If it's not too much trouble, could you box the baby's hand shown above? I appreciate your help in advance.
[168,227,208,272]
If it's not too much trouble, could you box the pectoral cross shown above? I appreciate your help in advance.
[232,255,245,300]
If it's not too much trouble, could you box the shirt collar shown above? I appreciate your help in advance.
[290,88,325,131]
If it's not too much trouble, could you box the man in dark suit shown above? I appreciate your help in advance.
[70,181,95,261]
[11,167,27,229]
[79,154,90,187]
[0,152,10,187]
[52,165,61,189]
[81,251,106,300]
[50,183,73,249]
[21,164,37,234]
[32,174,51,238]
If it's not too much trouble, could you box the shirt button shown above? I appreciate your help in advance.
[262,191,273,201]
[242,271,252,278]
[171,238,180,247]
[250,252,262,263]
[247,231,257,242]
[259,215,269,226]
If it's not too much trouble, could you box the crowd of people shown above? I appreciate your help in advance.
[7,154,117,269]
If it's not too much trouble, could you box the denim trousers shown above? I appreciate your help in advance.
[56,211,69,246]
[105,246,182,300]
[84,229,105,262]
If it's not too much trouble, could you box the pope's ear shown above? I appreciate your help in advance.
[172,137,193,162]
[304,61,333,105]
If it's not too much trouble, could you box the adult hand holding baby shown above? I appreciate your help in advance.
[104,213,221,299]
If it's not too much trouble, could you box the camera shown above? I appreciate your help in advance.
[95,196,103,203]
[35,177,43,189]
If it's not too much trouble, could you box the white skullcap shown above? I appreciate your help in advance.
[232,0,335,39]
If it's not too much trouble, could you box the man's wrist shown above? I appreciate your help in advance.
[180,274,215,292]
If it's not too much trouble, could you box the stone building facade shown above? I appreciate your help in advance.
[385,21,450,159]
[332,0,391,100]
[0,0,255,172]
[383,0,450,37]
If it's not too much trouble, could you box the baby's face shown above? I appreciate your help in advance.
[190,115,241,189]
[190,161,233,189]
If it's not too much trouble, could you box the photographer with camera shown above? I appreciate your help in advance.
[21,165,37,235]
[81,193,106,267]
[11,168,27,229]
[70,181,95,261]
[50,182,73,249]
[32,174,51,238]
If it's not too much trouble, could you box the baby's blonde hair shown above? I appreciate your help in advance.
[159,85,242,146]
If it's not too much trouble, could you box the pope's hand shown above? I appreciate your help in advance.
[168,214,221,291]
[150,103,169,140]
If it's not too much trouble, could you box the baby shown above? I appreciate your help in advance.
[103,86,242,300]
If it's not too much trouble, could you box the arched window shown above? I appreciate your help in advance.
= = =
# Problem requirements:
Please transcribe the data shown above in full, exactly as it stands.

# Answer space:
If it's not too much trouble, could you box the baby's hand shown above? I appreciate your help in advance.
[168,227,208,272]
If it's not too much trouble, could you box the pectoral cross shown above? I appreciate your help in advance.
[232,255,245,300]
If it's not too much trouble, could you box the shirt collar shown above? I appreciate your help in advance.
[290,88,325,131]
If it's not too much trouble, could you box the man in dark suit shown above? I appreciate your help in advance.
[70,181,95,261]
[11,167,27,229]
[79,154,90,187]
[0,152,10,187]
[52,165,61,189]
[81,251,106,300]
[50,183,73,249]
[21,164,37,234]
[32,174,51,238]
If it's not too much trouble, could you box the shirt button shown above? I appreciate your help in advance.
[262,191,273,201]
[242,271,252,278]
[171,238,180,247]
[250,252,262,263]
[247,231,257,242]
[259,215,269,226]
If it's not too much trouble, could you box the crowd of people shown above? I appreciate your help in advance.
[7,154,117,269]
If it's not too much trouble, could you box the denim trousers shown above? I appreciate your help in advance.
[56,211,69,246]
[105,246,182,300]
[84,229,105,262]
If it's not too much trouble, could you box the pope's ear shown above? I appreciate your help in advance.
[172,137,193,162]
[304,61,333,105]
If it's not too much trouble, could you box the adult hand holding baby shown above? I appreciate your help in advance.
[104,213,221,299]
If it's not too much trouble, could you box the camera shown above? I appreciate your help in advance.
[95,196,103,203]
[35,177,43,189]
If it's not too much trouble, could you box the white skullcap shown above? I appreciate your help in advance.
[232,0,335,39]
If it's not too much trouble, could you box the man's wrist shown above? I appreciate your help in advance.
[180,274,215,292]
If it's not too much trouble, could you box the stone building facade shown above? I appreciate your help in advance.
[385,21,450,159]
[332,0,391,100]
[0,0,255,172]
[383,0,450,37]
If it's not too much trouble, could you box the baby's face shown above? I appreciate your help in advance.
[190,115,241,189]
[190,161,233,189]
If it's not too much trouble, could you box the photographer with camera shown above? I appreciate your help in advance.
[21,165,37,235]
[81,193,106,267]
[11,168,27,229]
[70,181,95,261]
[50,182,73,249]
[32,174,51,238]
If it's not too much trouble, could you box the baby's blonde hair shown above? I appreciate your help in advance.
[159,85,242,146]
If it's not too much trouble, could you box the pope's hand shown above? I appreciate your help in advance.
[168,214,221,291]
[150,103,169,140]
If it's not too much trouble, could you box the baby shown above? I appreciate your help in advance.
[103,86,242,300]
If it's not too much trouble, could you box the arched window shown above? I appreciate your help in advance.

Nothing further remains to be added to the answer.